SHORT EXERCISE 1
Which lines in the rows contain the word "rock"? Select and copy each one, treating case as significant.

EXTRACT TO READ
This has been my experience as a science teacher. KS3 pupils who could explain photosynthesis to me, write a word equation and sometimes even balance up the chemical formula equation – would quite happily say ‘the soil’ when asked where the ‘wood of a tree’ comes from. Indeed, I’ve used this question in CPD sessions and some teachers give that answer too …
This is just one example – but the Misconceptions in Chemistry article has lots more – but I think it’s a case of where effective transmission of subject knowledge alone does not necessarily lead to scientifically accurate understanding. Now – misconceptions aren’t the be-all-and-end-all, but how well different instructional techniques correct misconceptions, I suggest, represents an important test of efficacy.
Can you have understanding without knowledge?
Again, I think possibly yes (in a highly limited sense).
A powerful tool in science teaching is the use of analogy. One of the benefits of analogies is that it allows the expression of concepts in the absence of the complex subject knowledge that would ordinarily allow you to derive the same understanding.

SHORT EXERCISE 2
Reproduce the portion of the science-teaching passage between "A powerful tool" and "the same understanding.", inclusive, word for word.

EXERCISE MATERIALS
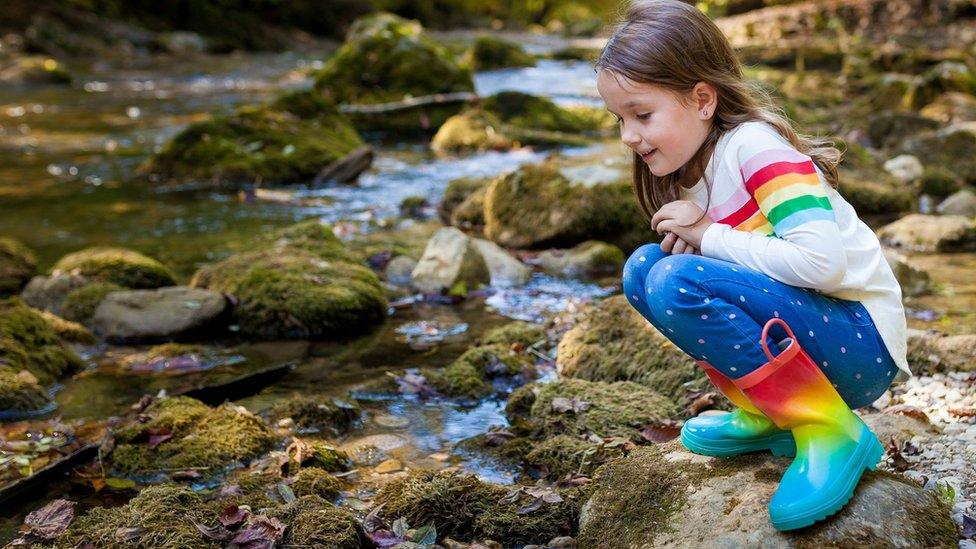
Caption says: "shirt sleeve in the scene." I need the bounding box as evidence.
[701,127,847,292]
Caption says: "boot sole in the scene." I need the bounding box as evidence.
[681,429,796,457]
[770,424,884,531]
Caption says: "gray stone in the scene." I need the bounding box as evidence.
[411,227,491,293]
[92,286,227,342]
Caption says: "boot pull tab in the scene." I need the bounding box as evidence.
[759,318,796,362]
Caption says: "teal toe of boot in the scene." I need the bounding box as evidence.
[769,419,884,531]
[681,408,796,457]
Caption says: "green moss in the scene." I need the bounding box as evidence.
[190,248,387,339]
[576,446,687,547]
[55,484,220,549]
[530,379,681,440]
[140,98,363,188]
[556,295,708,406]
[0,362,52,415]
[291,467,342,500]
[0,297,84,385]
[61,281,127,323]
[315,14,474,132]
[481,320,546,347]
[437,177,490,224]
[52,247,176,289]
[268,395,362,435]
[40,311,97,345]
[0,237,37,297]
[112,397,276,475]
[525,435,623,479]
[462,36,535,71]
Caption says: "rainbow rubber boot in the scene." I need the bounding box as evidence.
[681,360,796,457]
[735,318,884,530]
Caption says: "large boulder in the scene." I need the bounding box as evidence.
[878,214,976,252]
[577,441,958,548]
[92,286,227,342]
[140,91,369,189]
[0,238,37,297]
[51,247,176,289]
[411,227,491,294]
[556,295,709,407]
[315,13,474,133]
[484,163,652,251]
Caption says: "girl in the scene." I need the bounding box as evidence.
[597,0,911,530]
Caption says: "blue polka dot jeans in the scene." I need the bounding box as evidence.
[623,244,898,408]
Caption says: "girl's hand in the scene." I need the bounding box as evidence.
[651,200,712,249]
[661,233,701,255]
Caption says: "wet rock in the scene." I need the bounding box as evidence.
[470,238,532,288]
[484,163,646,250]
[0,297,84,385]
[556,295,711,406]
[908,330,976,373]
[0,55,71,86]
[935,189,976,217]
[462,36,535,71]
[383,255,417,286]
[51,247,176,289]
[437,177,490,225]
[878,214,976,252]
[92,286,227,342]
[536,240,626,278]
[146,91,363,189]
[577,442,957,547]
[111,397,277,476]
[903,122,976,184]
[882,248,932,297]
[411,227,490,294]
[884,154,925,183]
[315,13,474,133]
[905,61,976,110]
[20,273,90,314]
[375,470,582,547]
[0,238,37,297]
[190,232,387,339]
[506,379,680,440]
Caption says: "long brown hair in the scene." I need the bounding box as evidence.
[596,0,841,224]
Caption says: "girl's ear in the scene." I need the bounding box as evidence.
[691,82,718,119]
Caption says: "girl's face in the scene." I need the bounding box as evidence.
[596,69,715,177]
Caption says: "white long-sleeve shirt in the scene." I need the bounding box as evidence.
[681,122,911,375]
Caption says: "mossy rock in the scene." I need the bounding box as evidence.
[462,36,535,71]
[576,441,958,549]
[267,395,362,435]
[314,13,474,133]
[61,280,128,324]
[374,470,582,547]
[54,484,222,549]
[437,177,490,225]
[139,92,363,189]
[485,162,649,253]
[0,362,54,419]
[520,379,681,441]
[525,435,623,480]
[51,247,176,290]
[556,295,709,406]
[0,237,37,297]
[111,397,277,476]
[190,247,387,339]
[0,297,84,385]
[290,467,342,500]
[480,320,547,347]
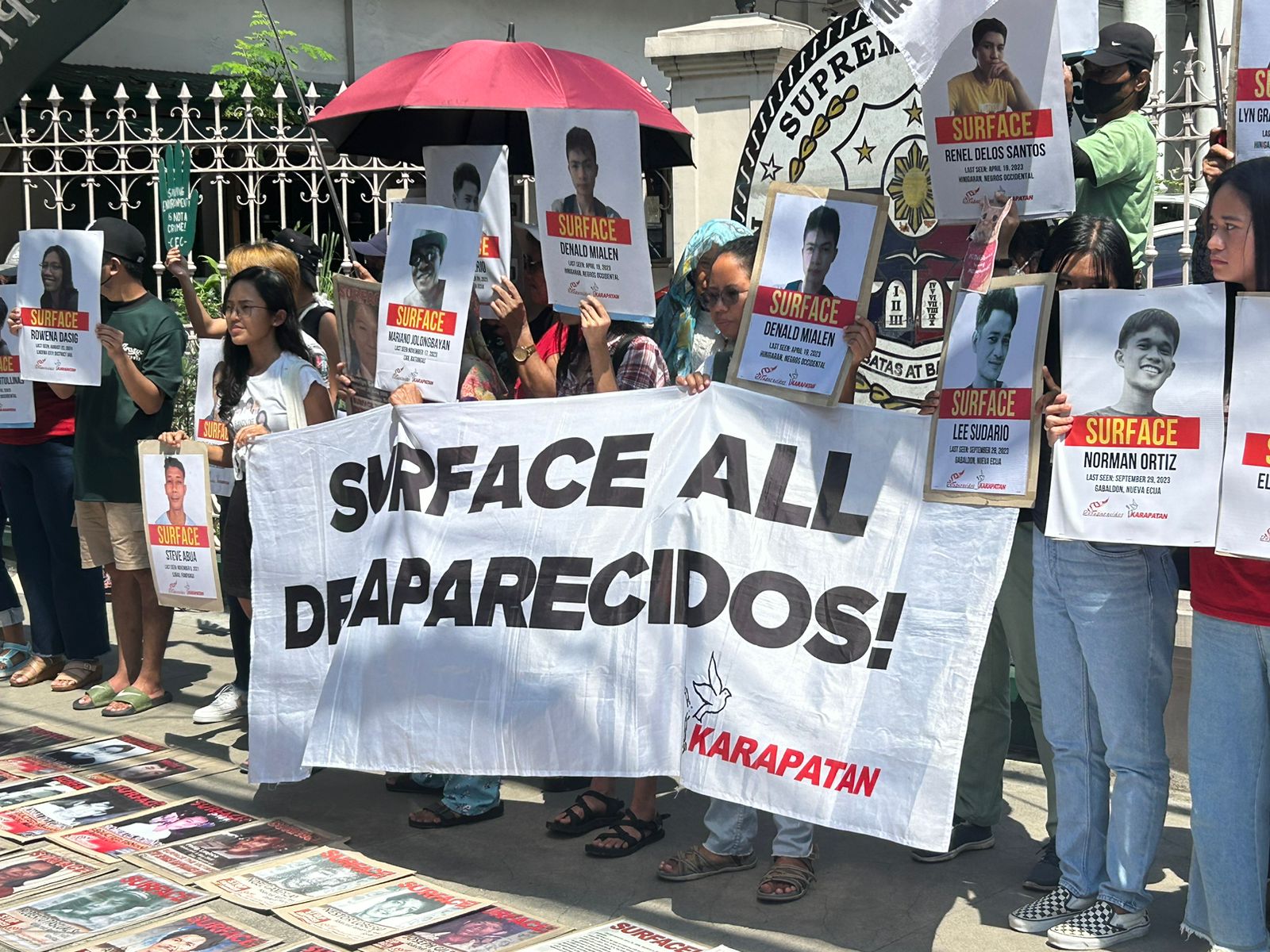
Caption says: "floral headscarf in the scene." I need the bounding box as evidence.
[652,218,751,379]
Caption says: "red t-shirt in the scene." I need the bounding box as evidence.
[0,383,75,447]
[1191,548,1270,626]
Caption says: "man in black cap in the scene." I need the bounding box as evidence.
[1067,23,1156,269]
[42,218,186,717]
[402,231,446,309]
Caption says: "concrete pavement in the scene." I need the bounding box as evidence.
[0,599,1200,952]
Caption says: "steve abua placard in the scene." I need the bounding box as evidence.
[529,109,656,320]
[925,274,1054,508]
[922,0,1076,222]
[1045,284,1226,546]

TASK ANSWER 1
Caption says: "wet rock in the scene." I need the bounding box as evidence.
Caption says: "mossy rock in the scene." I need the bounding box as evidence.

TASK ANSWER 2
A powerful tool in science teaching is the use of analogy. One of the benefits of analogies is that it allows the expression of concepts in the absence of the complex subject knowledge that would ordinarily allow you to derive the same understanding.